**EXERCISE:**
Return every line of the records below as a JSON array of strings, one string per line. Skip blank lines and leave out the pictures.

**RECORD SET:**
________________

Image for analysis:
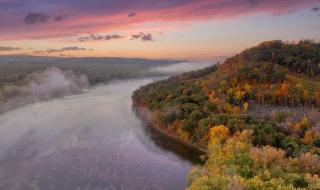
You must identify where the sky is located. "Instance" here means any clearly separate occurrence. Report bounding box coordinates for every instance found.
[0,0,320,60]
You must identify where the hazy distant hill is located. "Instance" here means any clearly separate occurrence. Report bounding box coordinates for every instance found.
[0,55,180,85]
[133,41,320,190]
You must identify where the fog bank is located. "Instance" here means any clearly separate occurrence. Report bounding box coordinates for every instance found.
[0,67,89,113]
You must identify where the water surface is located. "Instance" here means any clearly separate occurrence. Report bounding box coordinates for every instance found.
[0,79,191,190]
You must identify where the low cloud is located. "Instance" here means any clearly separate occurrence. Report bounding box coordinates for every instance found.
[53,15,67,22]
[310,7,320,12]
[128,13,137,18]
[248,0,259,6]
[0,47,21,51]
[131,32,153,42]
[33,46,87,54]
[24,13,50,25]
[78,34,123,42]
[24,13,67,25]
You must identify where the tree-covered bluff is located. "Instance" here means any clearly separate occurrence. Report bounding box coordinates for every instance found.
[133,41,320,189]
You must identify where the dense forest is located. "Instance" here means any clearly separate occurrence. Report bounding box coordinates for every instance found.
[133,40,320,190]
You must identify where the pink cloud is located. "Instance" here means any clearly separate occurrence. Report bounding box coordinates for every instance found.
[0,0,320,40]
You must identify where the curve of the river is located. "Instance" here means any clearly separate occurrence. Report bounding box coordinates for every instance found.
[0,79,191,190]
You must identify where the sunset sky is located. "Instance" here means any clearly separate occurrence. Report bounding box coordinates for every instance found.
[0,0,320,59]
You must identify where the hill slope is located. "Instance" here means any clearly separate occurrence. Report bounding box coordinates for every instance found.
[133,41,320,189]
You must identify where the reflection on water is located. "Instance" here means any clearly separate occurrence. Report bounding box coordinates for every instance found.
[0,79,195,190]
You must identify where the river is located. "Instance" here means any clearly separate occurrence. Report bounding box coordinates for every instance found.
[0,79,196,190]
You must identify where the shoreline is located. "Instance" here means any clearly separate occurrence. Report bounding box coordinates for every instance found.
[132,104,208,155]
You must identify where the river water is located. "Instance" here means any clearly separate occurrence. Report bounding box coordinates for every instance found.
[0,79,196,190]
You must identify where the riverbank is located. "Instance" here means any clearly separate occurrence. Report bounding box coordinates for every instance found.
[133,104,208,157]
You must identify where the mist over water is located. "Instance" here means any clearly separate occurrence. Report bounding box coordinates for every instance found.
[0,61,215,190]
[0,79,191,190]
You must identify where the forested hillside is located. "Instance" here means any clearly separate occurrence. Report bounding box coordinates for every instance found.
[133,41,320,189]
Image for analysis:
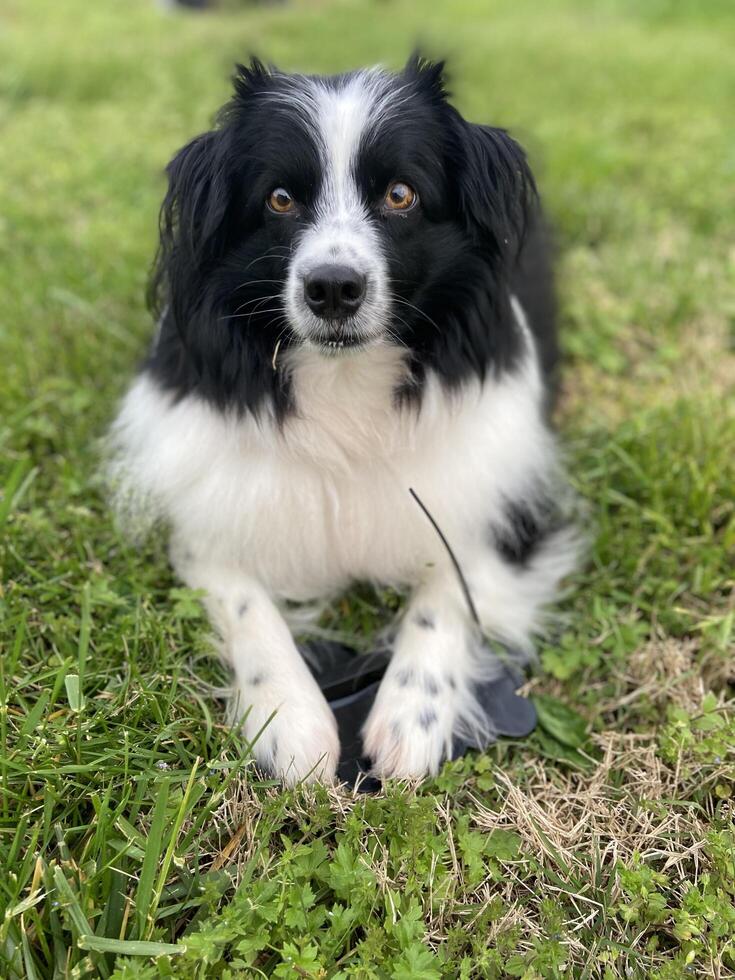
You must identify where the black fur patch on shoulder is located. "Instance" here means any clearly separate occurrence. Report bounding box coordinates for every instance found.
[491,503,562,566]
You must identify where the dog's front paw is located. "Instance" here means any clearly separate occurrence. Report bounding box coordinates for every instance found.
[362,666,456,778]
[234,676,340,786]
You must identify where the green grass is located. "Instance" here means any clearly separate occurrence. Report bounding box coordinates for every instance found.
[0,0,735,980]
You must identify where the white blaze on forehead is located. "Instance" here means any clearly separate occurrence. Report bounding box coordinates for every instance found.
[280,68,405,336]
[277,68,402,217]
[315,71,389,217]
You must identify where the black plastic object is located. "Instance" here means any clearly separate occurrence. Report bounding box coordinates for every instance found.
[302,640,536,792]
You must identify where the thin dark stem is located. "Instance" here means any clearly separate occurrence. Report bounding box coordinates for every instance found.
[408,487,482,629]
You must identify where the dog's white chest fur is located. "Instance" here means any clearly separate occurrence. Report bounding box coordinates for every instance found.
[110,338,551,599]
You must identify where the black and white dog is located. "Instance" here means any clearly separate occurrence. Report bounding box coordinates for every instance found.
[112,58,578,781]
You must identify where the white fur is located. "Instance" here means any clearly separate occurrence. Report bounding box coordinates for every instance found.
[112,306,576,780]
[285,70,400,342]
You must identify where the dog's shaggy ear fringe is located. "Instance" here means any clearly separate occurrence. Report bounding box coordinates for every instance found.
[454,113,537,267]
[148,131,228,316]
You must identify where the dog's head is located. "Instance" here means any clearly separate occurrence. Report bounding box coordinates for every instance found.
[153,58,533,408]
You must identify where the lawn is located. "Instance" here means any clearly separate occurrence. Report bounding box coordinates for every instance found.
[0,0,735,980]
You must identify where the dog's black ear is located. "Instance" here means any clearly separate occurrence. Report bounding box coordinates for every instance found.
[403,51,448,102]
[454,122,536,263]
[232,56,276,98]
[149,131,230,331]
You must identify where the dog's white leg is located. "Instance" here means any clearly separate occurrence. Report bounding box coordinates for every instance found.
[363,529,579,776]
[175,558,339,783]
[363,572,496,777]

________________

**WRITTEN SOLUTION:**
[
  "Image for analysis:",
  "You must identify where the sky is located. \"Instance\" here means any clearly separate occurrence. Report bounding box coordinates for every instance found.",
  "[0,0,320,60]",
  "You must identify where the hazy distant hill is located. \"Instance\" here means any clearly separate occurrence. Report bounding box coordinates for every instance found.",
  "[0,55,180,85]",
  "[133,41,320,190]",
  "You must identify where the fog bank is located. \"Instance\" here means any clearly separate occurrence. Report bounding box coordinates for every instance found.",
  "[0,67,89,113]",
  "You must identify where the water surface is located. \"Instance\" here means any clearly separate occurrence. Report bounding box coordinates for every instance found.",
  "[0,79,191,190]",
  "You must identify where the low cloud is located. \"Instance\" here means any clearly separate occurrence. Report bounding box coordinates for every instance found.",
  "[53,15,67,22]",
  "[310,7,320,12]",
  "[128,13,137,18]",
  "[248,0,259,6]",
  "[0,47,21,51]",
  "[131,32,153,42]",
  "[33,46,87,54]",
  "[24,13,50,25]",
  "[78,34,123,42]",
  "[24,13,67,25]",
  "You must identify where the tree-covered bluff is located. \"Instance\" here means any clearly separate occurrence. Report bounding box coordinates for every instance found.",
  "[133,41,320,189]",
  "You must identify where the dense forest is located. \"Instance\" here means any clearly separate occurrence. Report bounding box coordinates for every instance found.",
  "[133,40,320,190]",
  "You must identify where the pink cloud is located. \"Instance\" here means any clearly separate occurrence. Report bounding box coordinates for every instance found.",
  "[0,0,320,40]",
  "You must identify where the curve of the river is located. \"Instance\" here means any clearly separate occurrence. Report bounding box coordinates for every instance found.",
  "[0,79,191,190]",
  "You must identify where the sunset sky is located. \"Instance\" here means any clearly separate occurrence. Report bounding box coordinates for every instance found.",
  "[0,0,320,59]",
  "You must identify where the hill slope is located. \"Instance\" here means any clearly separate occurrence. Report bounding box coordinates for every instance found.",
  "[133,41,320,189]",
  "You must identify where the reflection on water is located. \"Instance\" here means any clearly separate occurrence. Report bounding box coordinates for every instance found.",
  "[0,79,195,190]",
  "You must identify where the river is located. \"Instance\" here means any clearly separate occurrence. Report bounding box coordinates for every instance found.",
  "[0,79,196,190]",
  "You must identify where the shoreline is located. \"Instance\" here means any clearly separate occurrence. Report bounding box coordinates for every instance found.",
  "[132,104,208,155]",
  "You must identify where the river water is located. \"Instance\" here means any clearly separate occurrence. Report bounding box coordinates for every instance found.",
  "[0,79,196,190]",
  "You must identify where the riverbank is located. \"Instance\" here means any clearly separate occurrence. Report bounding box coordinates for every instance found.",
  "[133,104,208,157]",
  "You must identify where the mist over water is located. \"Instance\" here means any clearly separate occurrence. Report bounding box coordinates for every instance found.",
  "[0,61,215,190]",
  "[0,79,191,190]",
  "You must identify where the forested hillside is located. \"Instance\" here means any clearly separate occurrence. Report bounding box coordinates for every instance found.",
  "[133,41,320,189]",
  "Image for analysis:",
  "You must identify where the black fur patch on shoulder is located. \"Instance\" here means any clearly separate occurrence. Report bounding box coordinates for every instance found.",
  "[491,503,562,566]",
  "You must identify where the dog's front paw is located. \"Instance\" here means any clearly separate occurrence. Report bounding box coordinates for every instance found.",
  "[362,666,456,778]",
  "[234,676,340,786]",
  "You must identify where the green grass is located. \"Instance\" here means any clearly separate occurrence. Report bounding box coordinates for every instance found.",
  "[0,0,735,980]",
  "You must identify where the white blaze on forehead is located. \"Instance\" here means any clearly separate occurrence. Report bounding box coordinates for every instance found.",
  "[280,68,405,336]",
  "[277,68,402,217]",
  "[315,71,389,217]",
  "You must identify where the black plastic object is located. \"Instance\" here means any clearly separate occurrence. Report bounding box coordinates for every instance found.",
  "[302,640,536,792]",
  "You must identify where the thin dark stem is located. \"Instance\" here means any clearly separate occurrence. Report bounding box coordinates for every instance found.",
  "[408,487,482,629]",
  "You must identify where the dog's white chest fur is located. \"Instance\" here means any clearly separate occurrence. Report bounding box coordinates for every instance found.",
  "[110,338,551,599]",
  "You must identify where the black and white dog is located. \"Instance\" here means any clearly separate occurrence. Report bounding box coordinates for every instance found.",
  "[112,58,578,781]",
  "You must identify where the white fur is located. \"Instance\" here means any clearly separate occurrence. Report bounding box coordinates for every instance found.",
  "[112,306,576,780]",
  "[285,70,400,342]",
  "You must identify where the dog's shaggy ear fringe is located. \"Instance\" here means any clearly separate occurrence. Report bounding box coordinates for every instance found.",
  "[454,113,537,267]",
  "[148,131,228,316]",
  "You must identify where the dog's head is located. \"Instance\" here means any clearly separate occurrence. Report bounding box coordinates for every instance found.",
  "[153,58,533,408]",
  "You must identify where the lawn is located. \"Instance\" here means any clearly separate occurrence. Report bounding box coordinates for every instance found.",
  "[0,0,735,980]",
  "You must identify where the dog's black ear is located. \"Instance\" here means any clearly separate occurrence. Report bounding box coordinates for every instance found.",
  "[403,51,448,102]",
  "[454,122,536,263]",
  "[232,56,276,98]",
  "[149,131,230,331]",
  "You must identify where the dog's white leg is located. \"Instance\" here means any clearly separate occurrence. Report bounding box coordinates for every instance found.",
  "[363,529,579,776]",
  "[175,558,339,783]",
  "[363,572,496,777]"
]